Problem to work on: Exclude the pictures and retype the entries as written.

Supplied material:
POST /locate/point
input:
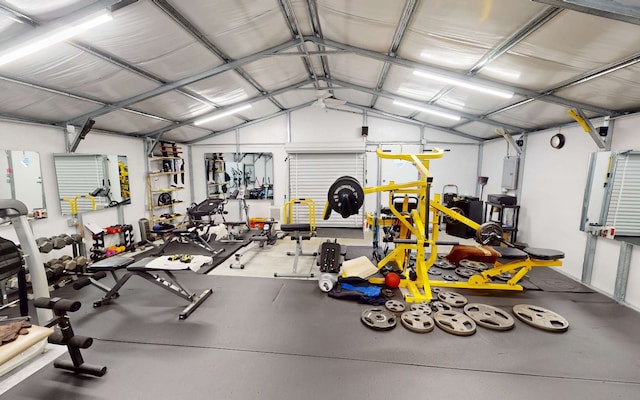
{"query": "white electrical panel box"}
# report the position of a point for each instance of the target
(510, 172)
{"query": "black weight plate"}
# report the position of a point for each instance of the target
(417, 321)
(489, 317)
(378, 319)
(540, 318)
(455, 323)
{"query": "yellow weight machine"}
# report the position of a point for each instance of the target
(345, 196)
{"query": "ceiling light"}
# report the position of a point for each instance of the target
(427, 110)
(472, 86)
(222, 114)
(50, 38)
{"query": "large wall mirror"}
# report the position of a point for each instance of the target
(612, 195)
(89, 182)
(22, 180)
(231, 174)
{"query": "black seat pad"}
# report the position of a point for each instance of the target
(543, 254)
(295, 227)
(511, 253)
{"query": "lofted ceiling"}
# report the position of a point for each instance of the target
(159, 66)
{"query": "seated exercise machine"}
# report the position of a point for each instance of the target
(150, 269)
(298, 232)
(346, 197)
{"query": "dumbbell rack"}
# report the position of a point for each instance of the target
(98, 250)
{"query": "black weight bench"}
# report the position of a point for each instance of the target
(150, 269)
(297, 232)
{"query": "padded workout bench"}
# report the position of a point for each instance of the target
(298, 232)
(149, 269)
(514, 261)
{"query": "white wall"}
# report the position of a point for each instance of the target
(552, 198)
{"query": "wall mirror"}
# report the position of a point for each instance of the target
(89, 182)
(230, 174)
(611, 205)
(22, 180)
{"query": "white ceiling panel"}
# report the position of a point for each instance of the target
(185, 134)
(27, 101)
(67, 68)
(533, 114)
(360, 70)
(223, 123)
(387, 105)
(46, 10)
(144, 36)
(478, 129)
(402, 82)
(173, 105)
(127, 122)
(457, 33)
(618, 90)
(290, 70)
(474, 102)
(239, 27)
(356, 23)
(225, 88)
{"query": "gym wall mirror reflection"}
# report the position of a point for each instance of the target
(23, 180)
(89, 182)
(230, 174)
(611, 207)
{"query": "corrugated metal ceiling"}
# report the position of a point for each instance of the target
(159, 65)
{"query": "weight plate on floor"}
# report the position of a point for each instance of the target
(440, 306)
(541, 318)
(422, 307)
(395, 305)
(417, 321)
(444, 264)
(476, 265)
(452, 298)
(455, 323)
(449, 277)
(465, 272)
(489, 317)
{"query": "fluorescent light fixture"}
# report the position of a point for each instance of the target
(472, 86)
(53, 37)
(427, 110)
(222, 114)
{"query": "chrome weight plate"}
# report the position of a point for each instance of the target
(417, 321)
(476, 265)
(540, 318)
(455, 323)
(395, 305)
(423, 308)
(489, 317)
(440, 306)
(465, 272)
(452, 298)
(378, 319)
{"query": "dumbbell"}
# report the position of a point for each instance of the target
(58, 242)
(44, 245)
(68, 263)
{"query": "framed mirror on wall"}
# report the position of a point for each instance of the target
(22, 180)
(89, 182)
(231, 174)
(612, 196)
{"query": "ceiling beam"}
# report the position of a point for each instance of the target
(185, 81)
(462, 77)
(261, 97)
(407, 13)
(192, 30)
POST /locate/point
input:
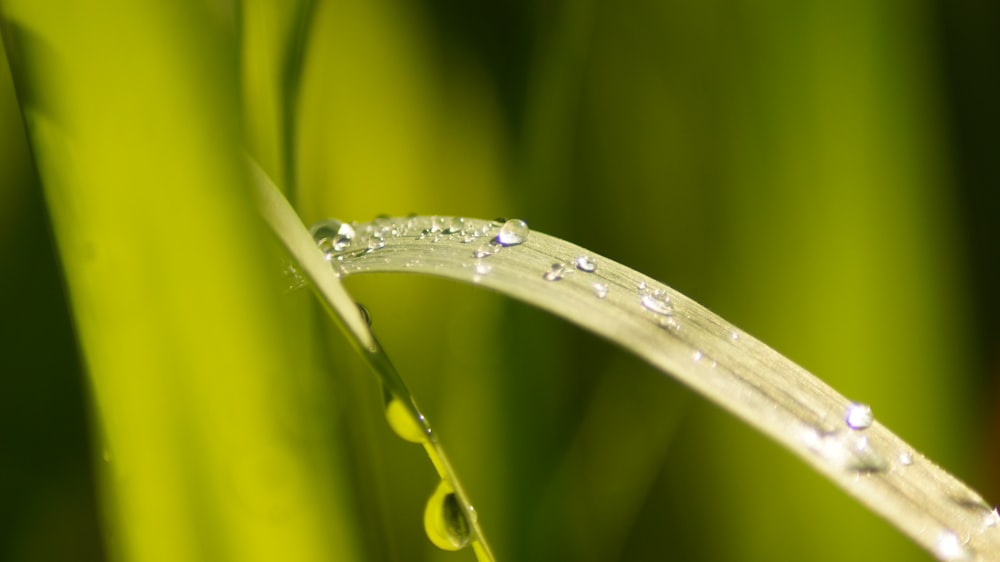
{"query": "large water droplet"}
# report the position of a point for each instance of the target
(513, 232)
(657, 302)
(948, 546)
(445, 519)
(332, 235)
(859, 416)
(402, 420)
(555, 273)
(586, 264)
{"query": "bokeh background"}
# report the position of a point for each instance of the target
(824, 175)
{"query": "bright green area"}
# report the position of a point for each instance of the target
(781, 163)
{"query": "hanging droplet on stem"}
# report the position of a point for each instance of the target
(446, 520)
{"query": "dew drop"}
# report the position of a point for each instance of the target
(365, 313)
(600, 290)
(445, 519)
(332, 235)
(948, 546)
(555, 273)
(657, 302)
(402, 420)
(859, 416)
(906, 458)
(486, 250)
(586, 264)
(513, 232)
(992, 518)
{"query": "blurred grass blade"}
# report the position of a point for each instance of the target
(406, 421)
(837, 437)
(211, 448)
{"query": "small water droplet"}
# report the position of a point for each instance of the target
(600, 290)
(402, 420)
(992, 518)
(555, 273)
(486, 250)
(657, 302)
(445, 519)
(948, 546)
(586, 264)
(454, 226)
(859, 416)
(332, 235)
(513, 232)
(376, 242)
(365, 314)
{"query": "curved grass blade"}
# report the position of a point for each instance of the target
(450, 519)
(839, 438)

Complete output:
POST /locate/point
input:
{"query": "white electrical panel box"}
# report the position of a point for each instance of the target
(510, 172)
{"query": "black weight plate"}
# report the position of a point for each instance of the target
(417, 321)
(489, 317)
(378, 319)
(540, 318)
(455, 323)
{"query": "yellow weight machine"}
# report the position of a point for each instance of the target
(345, 196)
{"query": "ceiling light"}
# report the position of a point for each instance of the target
(427, 110)
(472, 86)
(222, 114)
(50, 38)
{"query": "large wall mirror"}
# report the position of a point for each instance of the target
(612, 195)
(89, 182)
(22, 180)
(231, 174)
{"query": "black seat pad"}
# report the position of a point for each instance of the target
(543, 254)
(295, 227)
(511, 253)
{"query": "lofted ceiling"}
# report the position of a point for each instance of the target
(159, 66)
{"query": "seated exercise machine"}
# report the position of a point for each instance of the target
(150, 269)
(298, 232)
(346, 197)
{"query": "dumbbell rack"}
# report the position of a point for each instance of the target
(98, 250)
{"query": "black weight bench"}
# report the position of a point for each instance of the target
(150, 269)
(297, 232)
{"query": "padded workout bench"}
# report the position of a point for each instance of the target
(298, 232)
(149, 269)
(514, 261)
{"query": "white wall"}
# report the position of a point for each instance of the target
(552, 198)
{"query": "wall mirror"}
# report the position of a point for each instance of the target
(89, 182)
(230, 174)
(611, 205)
(22, 180)
{"query": "white ceiling panel"}
# report the position of a point for each instance of the target
(185, 134)
(27, 101)
(67, 68)
(533, 114)
(360, 70)
(223, 123)
(387, 105)
(46, 10)
(144, 36)
(478, 129)
(402, 82)
(173, 105)
(127, 122)
(457, 33)
(618, 90)
(290, 70)
(474, 102)
(239, 27)
(356, 23)
(225, 88)
{"query": "gym wall mirror reflection"}
# report the position of a point for each instance of the target
(23, 180)
(89, 182)
(230, 174)
(611, 207)
{"query": "corrugated metal ceiling"}
# report the position of a point for each instance of the target
(159, 65)
{"query": "weight plate on floor"}
# report the position of a point for each instance of the target
(440, 306)
(541, 318)
(422, 307)
(395, 305)
(417, 321)
(444, 264)
(476, 265)
(452, 298)
(455, 323)
(449, 277)
(465, 272)
(489, 317)
{"query": "fluorescent light fixture"}
# report the position of a point for each instance of the target
(472, 86)
(53, 37)
(427, 110)
(222, 114)
{"query": "chrome weight plate"}
# report the position of a point for each instance of the target
(417, 321)
(476, 265)
(540, 318)
(455, 323)
(395, 305)
(423, 308)
(489, 317)
(440, 306)
(465, 272)
(452, 298)
(378, 319)
{"query": "dumbbell"}
# report the position of a point for each instance of the target
(58, 242)
(44, 245)
(68, 263)
{"query": "framed mirror on wall"}
# report the position of a point for each instance of the target
(22, 180)
(89, 182)
(231, 174)
(612, 196)
{"query": "ceiling beam"}
# report the position of a point for each instance of the target
(185, 81)
(462, 77)
(261, 97)
(407, 13)
(192, 30)
POST /locate/point
input:
{"query": "large water droplet"}
# report the position of a point for each instance of the target
(513, 232)
(657, 302)
(948, 546)
(445, 519)
(332, 235)
(859, 416)
(402, 420)
(555, 273)
(586, 264)
{"query": "bokeh background"}
# report the position of a point for each instance of the target
(824, 175)
{"query": "bright green area"}
# report the position of a point for each instance of the target
(781, 163)
{"query": "hanging droplet on stem"}
# report the position of a point for each instance of the target
(446, 520)
{"query": "dew drop"}
# report the position of a point for each instance of the target
(365, 313)
(600, 290)
(445, 519)
(332, 235)
(948, 546)
(555, 273)
(657, 302)
(402, 420)
(859, 416)
(906, 458)
(486, 250)
(586, 264)
(513, 232)
(992, 518)
{"query": "blurred grass blade"}
# report the position of a point for each instance of the target
(406, 421)
(837, 437)
(211, 448)
{"query": "small water droplet"}
# report the position of a point for each instance of the target
(600, 290)
(402, 420)
(992, 518)
(555, 273)
(486, 250)
(657, 302)
(445, 519)
(948, 546)
(586, 264)
(454, 226)
(859, 416)
(332, 235)
(513, 232)
(376, 242)
(365, 314)
{"query": "curved grass blade"}
# report the position of a point for each instance of the target
(450, 519)
(839, 438)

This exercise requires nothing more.